**Task goal:** In the text about Sonagachhi's sex workers and the Usha cooperative bank, what is the smallest amount members can save each day?
##### Selected text #####
However, as the bank has taken a policy of lending on the basis of deposits, and not on the basis of mortgage, the borrowing has also thinned. Most sex workers had their deposits thinned and limited scope for borrowing. Since there is no recent survey on Sonagachhi’s sex workers’ post-pandemic financial status, there is no reliable information on how many of them had to take loans from private money lenders.
“Sex workers have been one of the worst-hit during this pandemic. They were totally out of income for the better part of the past 16 months. The government, different NGOs and our organisation have ensured they don’t go hungry but there are expenses beyond food. Those who stay at Sonagachhi have to pay their monthly rent and most of them also have to send home some money,” said Mahashweta Mukherjee, a spokesperson for Durbar Mahila Samannaya Committee, the largest organisation of sex workers in India.
Based out of Sonagachhi in Kolkata, Asia’s largest red-light area, Durbar is also the organisation that steered the Usha cooperative bank.
Usha’s scheme allowing members to save as little as Rs 5 per day – which is collected from their door by the bank’s agents – has brought a significant positive impact on the lives of the state’s sex workers, especially those based in Sonagachhi. The bank performed so well that it has won awards – the state government recognised it as the best-run cooperative in 2014.
##### Information supplied #####
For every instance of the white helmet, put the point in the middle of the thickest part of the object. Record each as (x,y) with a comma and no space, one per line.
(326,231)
#####
**Response box:** Rs 5 per day.